Task to complete ▸ Rewrite every line of the records below with "integer pixel coords" replaced by "integer pixel coordinates" and nothing else changed. Omit the pictures from your answer.

Data ▸
▶

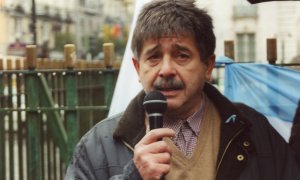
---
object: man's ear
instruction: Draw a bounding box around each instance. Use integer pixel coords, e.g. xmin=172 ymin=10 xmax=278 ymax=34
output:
xmin=132 ymin=57 xmax=140 ymax=74
xmin=132 ymin=57 xmax=141 ymax=82
xmin=205 ymin=54 xmax=216 ymax=81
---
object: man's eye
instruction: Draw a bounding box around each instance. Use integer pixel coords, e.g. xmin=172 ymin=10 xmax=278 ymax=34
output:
xmin=178 ymin=54 xmax=190 ymax=59
xmin=148 ymin=54 xmax=159 ymax=60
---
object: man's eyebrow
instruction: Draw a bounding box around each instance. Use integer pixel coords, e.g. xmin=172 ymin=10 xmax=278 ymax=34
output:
xmin=144 ymin=44 xmax=161 ymax=56
xmin=172 ymin=44 xmax=191 ymax=52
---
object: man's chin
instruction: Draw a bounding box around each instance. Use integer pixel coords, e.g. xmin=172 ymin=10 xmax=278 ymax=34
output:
xmin=160 ymin=90 xmax=181 ymax=99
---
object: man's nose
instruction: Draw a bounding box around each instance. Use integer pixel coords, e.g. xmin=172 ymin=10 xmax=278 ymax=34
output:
xmin=159 ymin=56 xmax=176 ymax=77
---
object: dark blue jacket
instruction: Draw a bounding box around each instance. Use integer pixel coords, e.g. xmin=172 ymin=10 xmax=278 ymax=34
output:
xmin=65 ymin=84 xmax=300 ymax=180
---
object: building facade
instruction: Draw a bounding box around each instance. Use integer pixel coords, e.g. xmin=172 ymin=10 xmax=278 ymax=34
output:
xmin=0 ymin=0 xmax=132 ymax=58
xmin=197 ymin=0 xmax=300 ymax=63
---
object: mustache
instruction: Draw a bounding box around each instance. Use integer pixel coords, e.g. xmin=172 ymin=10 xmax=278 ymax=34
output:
xmin=153 ymin=77 xmax=184 ymax=91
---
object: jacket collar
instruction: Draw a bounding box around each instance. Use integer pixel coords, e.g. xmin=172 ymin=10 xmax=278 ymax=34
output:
xmin=113 ymin=91 xmax=146 ymax=147
xmin=114 ymin=83 xmax=250 ymax=149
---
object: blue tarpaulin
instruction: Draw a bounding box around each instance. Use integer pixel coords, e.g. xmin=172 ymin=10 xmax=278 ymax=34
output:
xmin=224 ymin=63 xmax=300 ymax=140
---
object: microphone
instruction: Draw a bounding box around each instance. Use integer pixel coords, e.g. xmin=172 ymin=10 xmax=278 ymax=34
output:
xmin=143 ymin=91 xmax=167 ymax=130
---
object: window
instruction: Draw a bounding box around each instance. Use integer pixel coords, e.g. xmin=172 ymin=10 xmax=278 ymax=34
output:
xmin=236 ymin=33 xmax=255 ymax=62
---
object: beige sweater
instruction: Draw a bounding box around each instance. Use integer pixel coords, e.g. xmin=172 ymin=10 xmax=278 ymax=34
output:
xmin=164 ymin=98 xmax=221 ymax=180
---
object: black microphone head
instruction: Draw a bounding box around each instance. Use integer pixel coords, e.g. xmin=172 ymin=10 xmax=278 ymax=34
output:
xmin=143 ymin=91 xmax=167 ymax=114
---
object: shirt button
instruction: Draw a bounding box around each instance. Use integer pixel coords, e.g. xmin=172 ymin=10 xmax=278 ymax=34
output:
xmin=243 ymin=141 xmax=250 ymax=147
xmin=236 ymin=154 xmax=245 ymax=161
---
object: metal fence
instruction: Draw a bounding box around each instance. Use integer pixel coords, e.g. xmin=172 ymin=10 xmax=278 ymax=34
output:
xmin=0 ymin=43 xmax=118 ymax=180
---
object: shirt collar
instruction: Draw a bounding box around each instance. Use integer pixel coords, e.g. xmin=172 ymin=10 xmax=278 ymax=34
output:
xmin=163 ymin=94 xmax=205 ymax=136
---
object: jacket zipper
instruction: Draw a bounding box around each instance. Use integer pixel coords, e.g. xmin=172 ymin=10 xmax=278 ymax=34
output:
xmin=122 ymin=140 xmax=134 ymax=152
xmin=216 ymin=129 xmax=244 ymax=175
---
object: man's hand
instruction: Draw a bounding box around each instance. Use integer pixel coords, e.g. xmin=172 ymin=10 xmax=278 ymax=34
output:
xmin=133 ymin=128 xmax=175 ymax=180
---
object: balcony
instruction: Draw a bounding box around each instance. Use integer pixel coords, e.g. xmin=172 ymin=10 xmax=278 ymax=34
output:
xmin=233 ymin=5 xmax=257 ymax=19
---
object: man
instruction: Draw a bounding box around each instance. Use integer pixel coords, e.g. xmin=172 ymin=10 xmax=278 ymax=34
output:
xmin=66 ymin=0 xmax=300 ymax=180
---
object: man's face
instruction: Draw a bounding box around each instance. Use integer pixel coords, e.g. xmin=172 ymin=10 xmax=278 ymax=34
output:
xmin=133 ymin=36 xmax=215 ymax=118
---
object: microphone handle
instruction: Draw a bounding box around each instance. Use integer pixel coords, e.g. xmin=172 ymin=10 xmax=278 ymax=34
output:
xmin=149 ymin=113 xmax=163 ymax=130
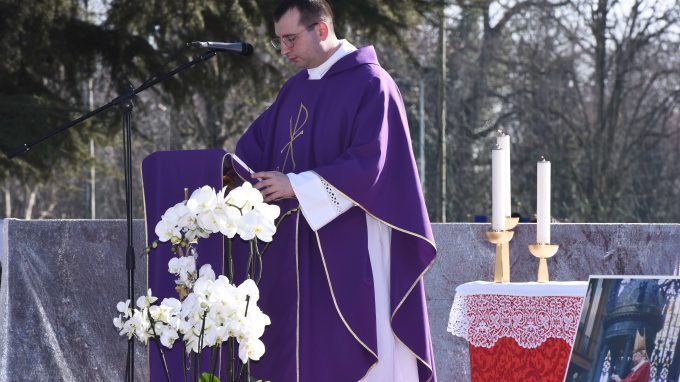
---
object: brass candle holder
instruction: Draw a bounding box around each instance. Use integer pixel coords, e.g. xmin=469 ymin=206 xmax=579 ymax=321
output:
xmin=485 ymin=217 xmax=519 ymax=283
xmin=529 ymin=243 xmax=560 ymax=283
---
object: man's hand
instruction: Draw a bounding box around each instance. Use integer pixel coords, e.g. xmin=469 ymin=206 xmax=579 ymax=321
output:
xmin=252 ymin=171 xmax=295 ymax=203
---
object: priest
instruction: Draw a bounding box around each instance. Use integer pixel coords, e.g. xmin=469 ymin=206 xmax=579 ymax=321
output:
xmin=236 ymin=0 xmax=436 ymax=382
xmin=612 ymin=330 xmax=650 ymax=382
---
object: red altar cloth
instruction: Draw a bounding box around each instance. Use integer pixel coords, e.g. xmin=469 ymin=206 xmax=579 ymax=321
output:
xmin=448 ymin=281 xmax=587 ymax=382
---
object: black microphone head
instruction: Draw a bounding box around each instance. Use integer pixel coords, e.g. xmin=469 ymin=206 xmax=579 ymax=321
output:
xmin=241 ymin=42 xmax=253 ymax=56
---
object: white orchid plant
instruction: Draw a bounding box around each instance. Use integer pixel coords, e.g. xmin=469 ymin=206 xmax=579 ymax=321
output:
xmin=113 ymin=182 xmax=280 ymax=381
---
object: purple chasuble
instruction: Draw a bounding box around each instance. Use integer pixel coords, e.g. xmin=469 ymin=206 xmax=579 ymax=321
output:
xmin=236 ymin=47 xmax=436 ymax=382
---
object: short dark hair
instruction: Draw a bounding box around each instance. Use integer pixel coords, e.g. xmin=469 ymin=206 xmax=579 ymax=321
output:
xmin=274 ymin=0 xmax=333 ymax=25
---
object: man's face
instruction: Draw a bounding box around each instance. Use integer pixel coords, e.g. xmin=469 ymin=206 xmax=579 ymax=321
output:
xmin=633 ymin=352 xmax=642 ymax=366
xmin=274 ymin=8 xmax=323 ymax=69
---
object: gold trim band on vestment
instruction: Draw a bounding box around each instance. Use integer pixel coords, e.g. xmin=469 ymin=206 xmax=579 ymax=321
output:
xmin=312 ymin=170 xmax=437 ymax=381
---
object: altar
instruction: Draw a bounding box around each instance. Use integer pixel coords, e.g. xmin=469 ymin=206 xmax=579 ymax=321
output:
xmin=447 ymin=281 xmax=587 ymax=382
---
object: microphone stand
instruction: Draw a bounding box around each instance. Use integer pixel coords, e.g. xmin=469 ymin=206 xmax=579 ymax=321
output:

◀

Task output ▸
---
object: man's ear
instruction: Draw a bounding box around each instance. Use integer pixel coordinates, e.g. xmin=172 ymin=10 xmax=278 ymax=34
output:
xmin=132 ymin=57 xmax=140 ymax=74
xmin=132 ymin=57 xmax=141 ymax=82
xmin=205 ymin=54 xmax=216 ymax=81
---
object: man's eye
instruction: Draw a bounding box around each instance. Use integer pixel coordinates, e.g. xmin=172 ymin=10 xmax=278 ymax=34
output:
xmin=178 ymin=54 xmax=190 ymax=59
xmin=148 ymin=54 xmax=159 ymax=60
---
object: man's eyebrow
instruction: Draw a bounding box around each instance. Use integer pixel coordinates, e.g. xmin=172 ymin=10 xmax=278 ymax=34
output:
xmin=144 ymin=44 xmax=161 ymax=56
xmin=172 ymin=44 xmax=191 ymax=52
---
object: man's chin
instruction: Draw a bounding box around each instance. Use integer pixel coordinates, e.g. xmin=172 ymin=10 xmax=278 ymax=34
output:
xmin=160 ymin=90 xmax=181 ymax=99
---
object: man's nose
instruction: Draw a bounding box around each instance. Use integer pixel coordinates, e.g. xmin=172 ymin=10 xmax=278 ymax=34
output:
xmin=159 ymin=56 xmax=176 ymax=77
---
object: dark blue jacket
instruction: Draw a bounding box around each instance. Use integer pixel coordinates, e.g. xmin=172 ymin=10 xmax=278 ymax=34
output:
xmin=65 ymin=84 xmax=300 ymax=180
---
object: building facade
instruction: Draw a bounding box around each instance. Use integer pixel coordinates, e.g. xmin=172 ymin=10 xmax=278 ymax=34
output:
xmin=0 ymin=0 xmax=132 ymax=58
xmin=197 ymin=0 xmax=300 ymax=63
---
object: mustache
instruction: Draw a bounding box around each instance. Use integer pixel coordinates, e.g. xmin=172 ymin=10 xmax=278 ymax=34
output:
xmin=153 ymin=77 xmax=184 ymax=91
---
object: jacket collar
instruction: Draw a bounding box around each instance. Use integer pixel coordinates, e.g. xmin=172 ymin=10 xmax=278 ymax=34
output:
xmin=113 ymin=91 xmax=146 ymax=147
xmin=114 ymin=83 xmax=250 ymax=149
---
object: blue tarpaulin
instruction: Draw a bounding box around each instance. Use integer pixel coordinates, e.g. xmin=172 ymin=10 xmax=278 ymax=34
output:
xmin=224 ymin=63 xmax=300 ymax=140
---
object: microphone
instruction: Draw a bounding box around each instance. Use integer pixel coordinates, e.g. xmin=172 ymin=10 xmax=278 ymax=34
output:
xmin=143 ymin=91 xmax=167 ymax=130
---
object: window
instruction: Draw a bounding box around each instance. Use integer pixel coordinates, e.g. xmin=172 ymin=10 xmax=278 ymax=34
output:
xmin=236 ymin=33 xmax=255 ymax=62
---
object: beige sweater
instruction: Draw a bounding box around each instance. Use integer pixel coordinates, e.g. xmin=172 ymin=10 xmax=278 ymax=34
output:
xmin=164 ymin=98 xmax=221 ymax=180
---
object: black microphone head
instruction: Draw a bounding box around each instance. Use integer pixel coordinates, e.g. xmin=172 ymin=10 xmax=278 ymax=34
output:
xmin=143 ymin=91 xmax=167 ymax=114
---
object: shirt button
instruction: Draw a bounding box around each instance. Use integer pixel coordinates, e.g. xmin=172 ymin=10 xmax=278 ymax=34
output:
xmin=243 ymin=141 xmax=250 ymax=147
xmin=236 ymin=154 xmax=245 ymax=161
---
object: metal fence
instruction: Draw a bounding box around each instance. Use integer pixel coordinates, e.g. xmin=172 ymin=10 xmax=278 ymax=34
output:
xmin=0 ymin=43 xmax=118 ymax=180
---
object: shirt collar
instruction: Draw a bounding box around each instance. Use integer pixel coordinates, e.g. xmin=172 ymin=10 xmax=278 ymax=34
output:
xmin=163 ymin=94 xmax=205 ymax=136
---
object: jacket zipper
instruction: Draw a bounding box around each instance. Use integer pixel coordinates, e.g. xmin=172 ymin=10 xmax=278 ymax=34
output:
xmin=122 ymin=140 xmax=134 ymax=152
xmin=216 ymin=129 xmax=244 ymax=175
---
object: man's hand
instruction: Draw a bounding box around each instance. Use integer pixel coordinates, e.g. xmin=172 ymin=10 xmax=278 ymax=34
output:
xmin=133 ymin=128 xmax=175 ymax=180
---
object: balcony
instruction: Draw a bounding box around each instance. Use integer pixel coordinates, e.g. xmin=172 ymin=10 xmax=278 ymax=34
output:
xmin=233 ymin=5 xmax=257 ymax=19
---
object: man
instruction: Draw a bounding box around each instance. Use integer pixel coordinates, e.g. xmin=172 ymin=10 xmax=278 ymax=34
output:
xmin=66 ymin=0 xmax=300 ymax=180
---
object: man's face
instruction: Draw a bounding box around each instance. Use integer pixel coordinates, e.g. xmin=172 ymin=10 xmax=278 ymax=34
output:
xmin=133 ymin=36 xmax=215 ymax=118
---
object: microphone handle
instruction: Draw a bounding box around each instance. Use integer pixel coordinates, e.g. xmin=172 ymin=10 xmax=278 ymax=34
output:
xmin=149 ymin=113 xmax=163 ymax=130
---
object: brass candle holder
instruction: Draw a bounding box around each instance. Use integer pixel coordinates, e.g. xmin=469 ymin=206 xmax=579 ymax=321
output:
xmin=485 ymin=217 xmax=519 ymax=283
xmin=529 ymin=243 xmax=560 ymax=283
---
object: man's hand
instruction: Draw a bounding box around each instance. Use integer pixel coordinates, e.g. xmin=469 ymin=206 xmax=579 ymax=321
output:
xmin=252 ymin=171 xmax=295 ymax=203
---
object: priest
instruction: Draw a bounding box around each instance. Use integer pixel coordinates, e.g. xmin=469 ymin=206 xmax=579 ymax=321
output:
xmin=236 ymin=0 xmax=436 ymax=382
xmin=612 ymin=330 xmax=650 ymax=382
---
object: red altar cloth
instruction: Draw a bounding box around each instance. Use integer pixel coordinates, e.g. xmin=469 ymin=206 xmax=579 ymax=321
output:
xmin=448 ymin=281 xmax=587 ymax=382
---
object: black microphone head
instruction: Draw a bounding box around each instance. Use integer pixel coordinates, e.g. xmin=469 ymin=206 xmax=579 ymax=321
output:
xmin=241 ymin=42 xmax=253 ymax=56
---
object: white orchid plant
instruction: Draw a bounding box around each instance. Use integer pixel coordinates, e.g. xmin=469 ymin=206 xmax=579 ymax=321
output:
xmin=113 ymin=182 xmax=280 ymax=381
---
object: purple chasuble
instruction: Draw a bounding box around each instance. Use integer pixel coordinates, e.g. xmin=469 ymin=206 xmax=579 ymax=321
output:
xmin=236 ymin=47 xmax=436 ymax=382
---
object: short dark hair
instruction: Draw a bounding box around each instance. Use integer pixel coordinates, e.g. xmin=469 ymin=206 xmax=579 ymax=321
output:
xmin=274 ymin=0 xmax=333 ymax=25
---
object: man's face
instruction: Draw a bounding box around each instance. Use integer pixel coordinates, e.g. xmin=469 ymin=206 xmax=579 ymax=321
output:
xmin=633 ymin=352 xmax=642 ymax=366
xmin=274 ymin=8 xmax=323 ymax=69
---
object: gold trim band on vestment
instruction: Draw a bounding box around each instance. Use integer pixel coordinates, e.g. xmin=469 ymin=206 xmax=579 ymax=321
output:
xmin=312 ymin=170 xmax=437 ymax=381
---
object: altar
instruction: Draw a bounding box around each instance. Use integer pixel coordinates, e.g. xmin=469 ymin=206 xmax=579 ymax=321
output:
xmin=447 ymin=281 xmax=587 ymax=382
---
object: microphone stand
instruction: Draw a bounding box around each instance. Use integer pixel coordinates, e.g. xmin=469 ymin=206 xmax=579 ymax=321
output:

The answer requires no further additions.